Whooping cough case reported in Montgomery County

The Montgomery County Health Department is reporting a case of pertussis (whooping cough) in the county.

 

“It is critical that children, as well as their parents, get vaccinated for pertussis to prevent this difficult and highly contagious illness, which can be easily spread to other family members and community members,” said Montgomery County Health Department director Carolyn Muller. “This should help reduce the number of cases in children who are too young to be fully vaccinated.”

Muller said the single most effective control measure is immunization of the most vulnerable population against pertussis.  Immunization is recommended at 2, 4, 6 and 12 months of age with a booster at kindergarten entry.  The Advisory Committee on Immunization Practices (ACIP) recommends that persons 11 years of age and older receive the Tdap vaccine (Tetanus and Diphtheria and Pertussis).

 

Whooping cough, also known as pertussis, is a bacterial disease that is easily transmitted from person to person. It is spread through the air during talking, sneezing or coughing.  It can be a serious illness, especially for young infants.  During the first one to two weeks, persons with whooping cough may only experience a runny nose and non-productive cough, similar to a cold.  Young children may have more serious coughing fits, often followed by a whooping sound as they try to catch their breath.  After coughing, a person often feels well.

Extracted records:

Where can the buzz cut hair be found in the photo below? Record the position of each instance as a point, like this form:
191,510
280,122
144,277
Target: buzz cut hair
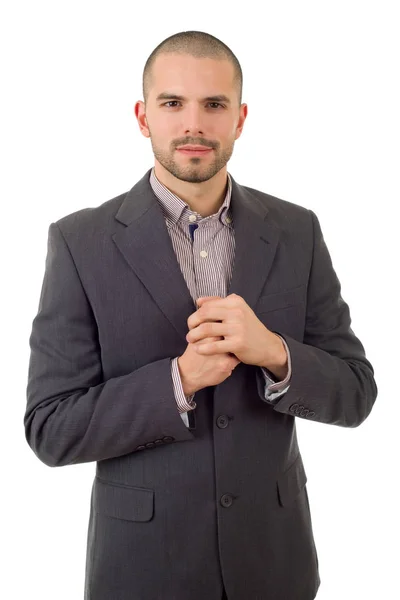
198,44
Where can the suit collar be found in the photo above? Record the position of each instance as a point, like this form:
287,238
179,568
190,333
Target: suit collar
146,246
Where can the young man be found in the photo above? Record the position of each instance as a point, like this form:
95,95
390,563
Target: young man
183,327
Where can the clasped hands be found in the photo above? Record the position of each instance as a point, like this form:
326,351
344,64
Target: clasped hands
244,334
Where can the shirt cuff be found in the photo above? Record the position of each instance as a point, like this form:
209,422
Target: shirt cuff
183,402
274,388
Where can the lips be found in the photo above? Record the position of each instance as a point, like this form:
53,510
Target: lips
196,150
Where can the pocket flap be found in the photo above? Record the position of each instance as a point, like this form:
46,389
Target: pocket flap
291,482
122,501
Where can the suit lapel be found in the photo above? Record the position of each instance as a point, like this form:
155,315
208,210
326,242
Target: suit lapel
147,248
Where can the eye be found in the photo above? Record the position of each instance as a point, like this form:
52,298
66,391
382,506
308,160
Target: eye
217,104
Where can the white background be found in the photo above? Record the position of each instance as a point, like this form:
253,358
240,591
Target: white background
321,84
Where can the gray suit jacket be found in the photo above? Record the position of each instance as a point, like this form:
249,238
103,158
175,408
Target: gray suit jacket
175,512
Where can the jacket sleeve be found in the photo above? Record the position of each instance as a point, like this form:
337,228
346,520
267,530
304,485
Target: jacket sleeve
332,381
72,414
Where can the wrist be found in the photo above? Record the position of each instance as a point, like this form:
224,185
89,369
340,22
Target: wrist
187,385
277,359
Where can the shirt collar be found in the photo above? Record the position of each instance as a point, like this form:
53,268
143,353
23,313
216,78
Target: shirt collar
177,210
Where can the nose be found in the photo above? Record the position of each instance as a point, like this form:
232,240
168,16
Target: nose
192,121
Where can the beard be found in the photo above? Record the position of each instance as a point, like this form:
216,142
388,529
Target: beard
194,171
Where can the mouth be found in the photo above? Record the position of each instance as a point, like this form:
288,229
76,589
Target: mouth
194,151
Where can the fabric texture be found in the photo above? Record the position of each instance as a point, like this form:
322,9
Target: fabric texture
178,513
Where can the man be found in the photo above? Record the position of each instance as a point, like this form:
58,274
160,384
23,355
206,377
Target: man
190,410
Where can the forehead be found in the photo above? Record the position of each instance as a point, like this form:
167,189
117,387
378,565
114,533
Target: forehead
183,73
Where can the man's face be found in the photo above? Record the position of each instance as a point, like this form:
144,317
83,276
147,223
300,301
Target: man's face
195,118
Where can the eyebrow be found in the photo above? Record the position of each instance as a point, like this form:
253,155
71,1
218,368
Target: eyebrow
218,98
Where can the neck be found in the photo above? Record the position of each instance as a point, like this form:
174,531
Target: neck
204,198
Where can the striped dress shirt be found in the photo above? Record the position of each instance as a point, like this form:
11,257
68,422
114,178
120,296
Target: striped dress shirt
205,250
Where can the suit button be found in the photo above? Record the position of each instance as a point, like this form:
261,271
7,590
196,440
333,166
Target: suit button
226,500
222,421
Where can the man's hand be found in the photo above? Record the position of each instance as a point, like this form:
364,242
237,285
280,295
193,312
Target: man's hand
244,334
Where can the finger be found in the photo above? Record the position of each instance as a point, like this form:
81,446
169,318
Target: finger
209,313
206,330
213,347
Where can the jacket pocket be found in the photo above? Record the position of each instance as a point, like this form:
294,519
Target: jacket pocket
122,501
281,300
291,482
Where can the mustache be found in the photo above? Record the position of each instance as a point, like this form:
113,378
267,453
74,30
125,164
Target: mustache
194,142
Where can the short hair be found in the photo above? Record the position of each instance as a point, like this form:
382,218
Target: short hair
194,43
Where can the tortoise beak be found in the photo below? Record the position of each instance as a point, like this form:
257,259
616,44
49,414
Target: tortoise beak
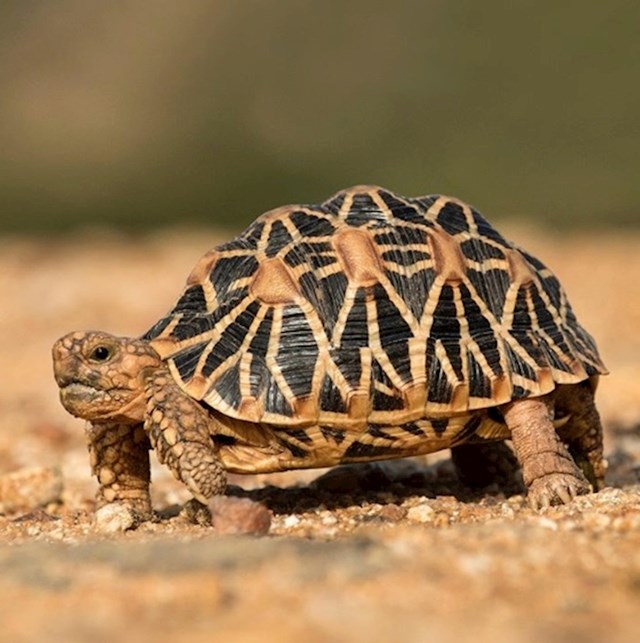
65,364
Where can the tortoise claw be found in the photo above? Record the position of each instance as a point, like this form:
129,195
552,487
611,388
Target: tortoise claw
555,489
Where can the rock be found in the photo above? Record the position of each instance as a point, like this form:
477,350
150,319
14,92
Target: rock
28,489
114,518
392,512
239,516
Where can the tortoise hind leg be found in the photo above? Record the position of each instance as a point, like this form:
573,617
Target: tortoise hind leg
549,471
583,431
479,464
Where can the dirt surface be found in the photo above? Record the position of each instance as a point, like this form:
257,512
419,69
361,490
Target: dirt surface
396,551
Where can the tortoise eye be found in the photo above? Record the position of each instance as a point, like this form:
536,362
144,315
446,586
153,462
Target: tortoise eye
100,353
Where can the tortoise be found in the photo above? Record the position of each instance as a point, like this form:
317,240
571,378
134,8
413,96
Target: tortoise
371,326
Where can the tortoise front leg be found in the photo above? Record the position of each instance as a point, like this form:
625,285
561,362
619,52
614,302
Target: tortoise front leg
120,460
180,432
549,471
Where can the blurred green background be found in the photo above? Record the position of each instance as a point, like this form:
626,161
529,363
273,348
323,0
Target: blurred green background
139,114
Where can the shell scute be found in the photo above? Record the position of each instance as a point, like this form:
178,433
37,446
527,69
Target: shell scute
371,308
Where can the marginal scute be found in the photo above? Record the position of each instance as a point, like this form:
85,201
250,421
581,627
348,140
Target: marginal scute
358,256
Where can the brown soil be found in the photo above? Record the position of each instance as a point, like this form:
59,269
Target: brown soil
398,551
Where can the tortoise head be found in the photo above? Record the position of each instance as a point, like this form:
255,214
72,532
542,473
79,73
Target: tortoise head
103,377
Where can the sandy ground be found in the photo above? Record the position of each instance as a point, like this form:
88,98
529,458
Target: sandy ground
377,553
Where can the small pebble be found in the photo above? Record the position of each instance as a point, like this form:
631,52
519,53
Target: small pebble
291,521
114,518
392,512
239,516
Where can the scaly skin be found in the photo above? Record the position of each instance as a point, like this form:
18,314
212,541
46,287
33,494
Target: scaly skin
124,389
548,470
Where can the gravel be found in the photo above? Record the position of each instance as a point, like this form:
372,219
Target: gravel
389,551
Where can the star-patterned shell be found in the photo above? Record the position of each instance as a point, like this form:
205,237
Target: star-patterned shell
370,308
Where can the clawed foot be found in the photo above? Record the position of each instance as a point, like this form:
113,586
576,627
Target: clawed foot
556,489
119,516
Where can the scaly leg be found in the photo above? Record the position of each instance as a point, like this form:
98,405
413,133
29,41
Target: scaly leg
549,472
583,432
120,460
479,464
180,432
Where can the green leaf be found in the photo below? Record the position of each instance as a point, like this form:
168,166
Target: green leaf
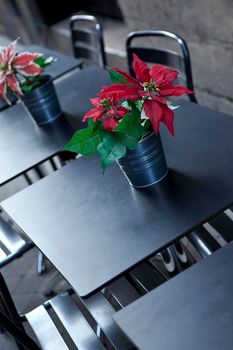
44,62
111,149
116,77
84,141
130,142
131,125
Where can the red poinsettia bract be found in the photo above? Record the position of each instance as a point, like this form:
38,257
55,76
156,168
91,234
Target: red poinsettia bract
152,85
106,106
12,63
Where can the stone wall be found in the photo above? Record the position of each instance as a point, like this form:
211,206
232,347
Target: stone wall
207,26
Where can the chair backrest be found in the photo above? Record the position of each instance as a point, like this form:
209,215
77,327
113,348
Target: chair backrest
87,39
178,60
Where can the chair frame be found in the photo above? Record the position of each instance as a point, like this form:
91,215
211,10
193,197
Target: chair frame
99,35
162,33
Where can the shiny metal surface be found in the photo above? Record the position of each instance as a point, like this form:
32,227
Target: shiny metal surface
146,165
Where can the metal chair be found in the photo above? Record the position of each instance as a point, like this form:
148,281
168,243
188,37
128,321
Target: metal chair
180,61
87,39
57,324
12,246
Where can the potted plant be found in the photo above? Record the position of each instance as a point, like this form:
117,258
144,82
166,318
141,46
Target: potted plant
21,74
124,124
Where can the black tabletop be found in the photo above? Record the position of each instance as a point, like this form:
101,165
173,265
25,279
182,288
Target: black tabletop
94,227
61,66
23,144
64,64
192,311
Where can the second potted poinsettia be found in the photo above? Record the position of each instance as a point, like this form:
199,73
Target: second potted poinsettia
124,124
20,73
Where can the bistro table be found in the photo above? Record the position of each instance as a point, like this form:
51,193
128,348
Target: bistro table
23,144
192,311
63,65
95,227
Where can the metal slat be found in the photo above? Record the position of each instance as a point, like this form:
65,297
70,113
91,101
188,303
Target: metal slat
76,325
102,311
203,242
120,293
46,332
224,225
2,254
11,240
145,277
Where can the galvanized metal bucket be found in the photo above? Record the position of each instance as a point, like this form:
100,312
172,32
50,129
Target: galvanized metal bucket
42,103
146,165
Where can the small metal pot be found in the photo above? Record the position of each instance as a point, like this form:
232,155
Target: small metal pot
146,165
42,103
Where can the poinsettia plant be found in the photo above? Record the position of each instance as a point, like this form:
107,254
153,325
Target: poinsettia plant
20,72
126,111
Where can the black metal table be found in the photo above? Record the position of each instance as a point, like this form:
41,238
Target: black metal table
95,227
192,311
62,66
23,144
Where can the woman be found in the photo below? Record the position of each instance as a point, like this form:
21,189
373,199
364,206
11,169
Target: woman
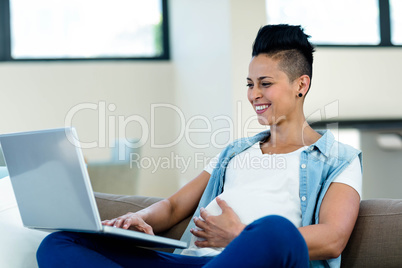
314,186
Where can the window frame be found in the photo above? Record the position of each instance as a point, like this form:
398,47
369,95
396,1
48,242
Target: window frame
5,40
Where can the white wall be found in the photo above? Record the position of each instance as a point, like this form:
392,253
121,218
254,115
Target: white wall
41,95
211,48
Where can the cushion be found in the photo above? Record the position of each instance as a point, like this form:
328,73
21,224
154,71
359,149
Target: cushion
376,238
18,244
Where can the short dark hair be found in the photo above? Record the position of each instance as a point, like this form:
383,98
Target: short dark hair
290,45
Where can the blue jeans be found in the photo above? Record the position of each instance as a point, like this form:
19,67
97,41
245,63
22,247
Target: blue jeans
271,241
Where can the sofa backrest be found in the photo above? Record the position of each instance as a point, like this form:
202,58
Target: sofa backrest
376,240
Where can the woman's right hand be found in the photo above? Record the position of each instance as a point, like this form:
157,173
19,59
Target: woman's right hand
131,221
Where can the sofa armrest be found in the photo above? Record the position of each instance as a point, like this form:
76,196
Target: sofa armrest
111,206
376,238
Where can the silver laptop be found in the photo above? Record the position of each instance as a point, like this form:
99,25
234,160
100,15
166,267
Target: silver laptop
52,186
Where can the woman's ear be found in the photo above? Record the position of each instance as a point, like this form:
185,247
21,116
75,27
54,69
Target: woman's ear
303,83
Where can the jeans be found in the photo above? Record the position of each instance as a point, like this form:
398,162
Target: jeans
271,241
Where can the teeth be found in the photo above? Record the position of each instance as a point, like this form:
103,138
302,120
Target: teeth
261,107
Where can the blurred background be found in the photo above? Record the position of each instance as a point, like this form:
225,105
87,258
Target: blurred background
157,88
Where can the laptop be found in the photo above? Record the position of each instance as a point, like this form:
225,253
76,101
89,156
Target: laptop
52,187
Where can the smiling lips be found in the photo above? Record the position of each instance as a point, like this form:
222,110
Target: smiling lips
261,108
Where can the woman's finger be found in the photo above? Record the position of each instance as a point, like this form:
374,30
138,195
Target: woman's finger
200,223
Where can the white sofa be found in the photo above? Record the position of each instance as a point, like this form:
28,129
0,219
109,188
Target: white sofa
18,244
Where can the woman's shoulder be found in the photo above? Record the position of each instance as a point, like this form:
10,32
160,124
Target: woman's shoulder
339,150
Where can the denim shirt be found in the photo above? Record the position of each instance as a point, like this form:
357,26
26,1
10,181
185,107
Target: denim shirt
319,165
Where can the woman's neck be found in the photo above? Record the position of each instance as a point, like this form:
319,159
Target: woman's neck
289,136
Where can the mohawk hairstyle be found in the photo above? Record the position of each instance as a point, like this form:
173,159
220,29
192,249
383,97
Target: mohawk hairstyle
290,45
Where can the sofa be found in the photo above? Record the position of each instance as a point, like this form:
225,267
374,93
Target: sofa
375,242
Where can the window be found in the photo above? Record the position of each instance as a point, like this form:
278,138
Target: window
90,29
342,22
396,21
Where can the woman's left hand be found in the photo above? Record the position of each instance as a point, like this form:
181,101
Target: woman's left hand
218,231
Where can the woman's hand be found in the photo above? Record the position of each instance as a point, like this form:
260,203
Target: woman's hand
131,221
217,231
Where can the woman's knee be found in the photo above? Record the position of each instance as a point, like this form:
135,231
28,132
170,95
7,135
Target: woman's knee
277,229
49,247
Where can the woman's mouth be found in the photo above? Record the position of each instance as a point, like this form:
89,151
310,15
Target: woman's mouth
261,108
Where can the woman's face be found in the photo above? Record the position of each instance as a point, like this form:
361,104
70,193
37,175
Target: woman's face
272,95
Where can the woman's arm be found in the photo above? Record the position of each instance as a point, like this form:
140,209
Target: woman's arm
165,213
338,214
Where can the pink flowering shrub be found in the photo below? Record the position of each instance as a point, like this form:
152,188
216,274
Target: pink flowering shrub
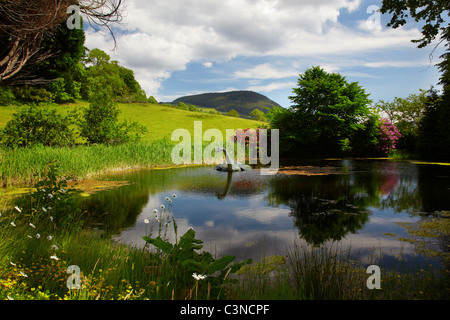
389,136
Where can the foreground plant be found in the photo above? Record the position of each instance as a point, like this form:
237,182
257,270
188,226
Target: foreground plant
184,256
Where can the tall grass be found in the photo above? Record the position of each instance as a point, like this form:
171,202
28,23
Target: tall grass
328,273
23,166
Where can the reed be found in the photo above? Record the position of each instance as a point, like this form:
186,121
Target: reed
24,166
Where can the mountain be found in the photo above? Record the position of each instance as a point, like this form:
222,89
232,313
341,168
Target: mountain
243,102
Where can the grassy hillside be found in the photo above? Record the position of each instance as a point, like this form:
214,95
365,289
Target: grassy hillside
243,102
160,120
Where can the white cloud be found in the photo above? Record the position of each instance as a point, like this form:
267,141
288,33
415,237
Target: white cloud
272,86
266,71
159,37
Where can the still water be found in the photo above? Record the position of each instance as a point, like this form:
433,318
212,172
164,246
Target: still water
357,204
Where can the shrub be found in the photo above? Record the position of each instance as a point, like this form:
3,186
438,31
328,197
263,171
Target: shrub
35,125
100,123
32,94
6,95
388,136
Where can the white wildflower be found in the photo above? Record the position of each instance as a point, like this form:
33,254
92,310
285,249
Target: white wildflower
198,276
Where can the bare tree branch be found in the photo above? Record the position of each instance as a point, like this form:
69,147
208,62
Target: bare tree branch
24,24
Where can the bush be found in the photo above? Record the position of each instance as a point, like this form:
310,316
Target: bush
35,125
100,123
32,94
233,113
6,95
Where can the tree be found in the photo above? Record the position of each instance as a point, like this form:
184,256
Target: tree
100,122
233,113
26,25
326,111
432,13
406,114
103,74
434,140
33,126
257,115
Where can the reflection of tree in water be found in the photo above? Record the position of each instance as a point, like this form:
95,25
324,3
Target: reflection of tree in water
115,210
324,208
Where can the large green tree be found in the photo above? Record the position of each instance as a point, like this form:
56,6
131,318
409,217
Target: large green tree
326,111
104,74
26,27
434,138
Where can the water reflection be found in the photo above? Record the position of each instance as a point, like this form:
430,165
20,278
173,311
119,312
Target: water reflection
249,215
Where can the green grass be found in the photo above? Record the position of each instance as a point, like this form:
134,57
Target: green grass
24,166
160,120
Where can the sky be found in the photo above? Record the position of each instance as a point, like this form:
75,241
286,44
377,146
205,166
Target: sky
186,47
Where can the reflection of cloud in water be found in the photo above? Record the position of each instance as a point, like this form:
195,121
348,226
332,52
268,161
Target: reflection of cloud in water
263,214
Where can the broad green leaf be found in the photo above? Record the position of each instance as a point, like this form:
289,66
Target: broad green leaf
165,246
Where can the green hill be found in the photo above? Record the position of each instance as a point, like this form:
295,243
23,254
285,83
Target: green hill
160,120
243,102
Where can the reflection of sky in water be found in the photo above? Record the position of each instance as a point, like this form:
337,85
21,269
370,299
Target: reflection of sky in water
253,220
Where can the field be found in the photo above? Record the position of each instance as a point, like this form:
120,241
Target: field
23,166
160,120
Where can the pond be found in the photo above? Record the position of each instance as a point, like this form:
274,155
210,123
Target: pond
368,206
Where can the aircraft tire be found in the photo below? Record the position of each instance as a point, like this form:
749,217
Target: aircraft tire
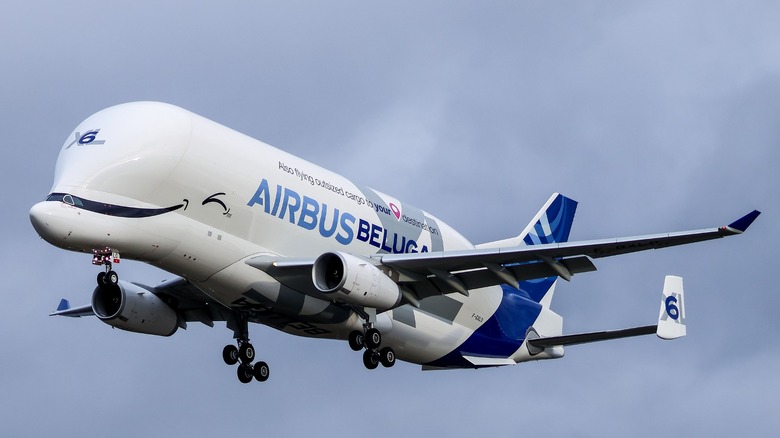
261,371
373,338
245,373
370,359
246,353
387,357
356,340
230,354
111,278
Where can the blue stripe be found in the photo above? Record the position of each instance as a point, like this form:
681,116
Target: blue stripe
501,335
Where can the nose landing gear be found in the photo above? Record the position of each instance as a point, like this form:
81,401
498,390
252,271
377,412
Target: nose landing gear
106,257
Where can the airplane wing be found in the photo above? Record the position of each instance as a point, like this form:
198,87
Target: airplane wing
188,301
435,273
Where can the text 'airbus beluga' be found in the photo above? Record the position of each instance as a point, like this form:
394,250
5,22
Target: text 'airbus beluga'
257,235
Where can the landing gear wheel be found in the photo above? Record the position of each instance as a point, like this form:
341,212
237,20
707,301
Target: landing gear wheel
245,373
370,359
246,353
230,354
356,340
111,278
387,357
261,371
373,338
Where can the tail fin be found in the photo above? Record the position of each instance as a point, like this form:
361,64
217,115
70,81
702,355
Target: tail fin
552,224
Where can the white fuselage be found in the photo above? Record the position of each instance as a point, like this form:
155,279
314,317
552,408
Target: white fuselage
232,198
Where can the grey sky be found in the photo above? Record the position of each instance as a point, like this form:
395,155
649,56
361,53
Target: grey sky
655,115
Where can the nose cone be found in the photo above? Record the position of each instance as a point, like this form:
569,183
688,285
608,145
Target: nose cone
52,221
39,218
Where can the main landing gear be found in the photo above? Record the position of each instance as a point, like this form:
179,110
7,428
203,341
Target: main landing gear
106,257
244,353
371,340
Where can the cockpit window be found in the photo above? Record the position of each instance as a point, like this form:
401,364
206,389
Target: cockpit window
109,209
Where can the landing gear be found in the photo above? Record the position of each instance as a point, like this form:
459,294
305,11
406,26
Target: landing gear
244,353
106,257
371,339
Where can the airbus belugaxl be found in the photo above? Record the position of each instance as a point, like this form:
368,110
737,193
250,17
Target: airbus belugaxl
256,235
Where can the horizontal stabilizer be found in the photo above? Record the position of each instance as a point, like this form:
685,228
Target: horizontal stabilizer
481,361
671,322
584,338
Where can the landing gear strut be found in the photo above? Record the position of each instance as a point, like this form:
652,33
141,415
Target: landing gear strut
106,257
371,339
244,353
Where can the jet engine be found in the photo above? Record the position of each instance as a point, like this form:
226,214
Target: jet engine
347,278
130,307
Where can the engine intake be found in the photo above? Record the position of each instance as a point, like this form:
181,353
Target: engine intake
130,307
354,280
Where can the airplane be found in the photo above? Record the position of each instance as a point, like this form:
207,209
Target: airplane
256,235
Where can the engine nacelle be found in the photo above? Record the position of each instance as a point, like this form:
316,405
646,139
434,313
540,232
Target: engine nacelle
354,280
130,307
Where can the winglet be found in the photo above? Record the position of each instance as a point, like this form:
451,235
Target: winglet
64,305
671,319
741,225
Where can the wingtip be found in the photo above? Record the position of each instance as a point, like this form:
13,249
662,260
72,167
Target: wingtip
64,305
741,225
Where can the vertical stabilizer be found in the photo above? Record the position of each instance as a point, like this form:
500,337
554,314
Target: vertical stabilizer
552,224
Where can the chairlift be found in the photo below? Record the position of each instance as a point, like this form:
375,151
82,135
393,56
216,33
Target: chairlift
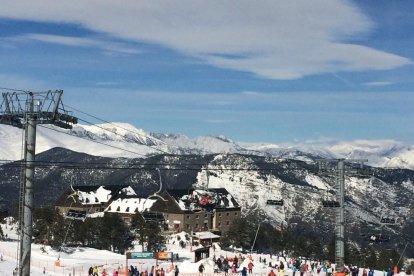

Task goal: Could you extend the Montgomery County whooping cough report, picking up right after its last sentence, "After coughing, a person often feels well."?

Response to the task:
Coughing spells may continue for several weeks or months.  Adults and children 7 years of age and older who get whooping cough may have only a prolonged cough.

 

Although whooping cough is often thought of as a childhood disease, whooping cough can occur among persons of any age, she said.

 

Anyone with an unexplained acute cough illness or who has had close contact to a person with whooping cough should contact their health care provider.  Early diagnosis and treatment can shorten the contagious period.  Antibiotics should be given to all household or other high risk close contacts to prevent the spread of the disease.

 

Parents are also advised to keep infants-especially those less than six months of age-away from persons with a cough illness because infants are more likely to experience severe illness if they develop whooping cough.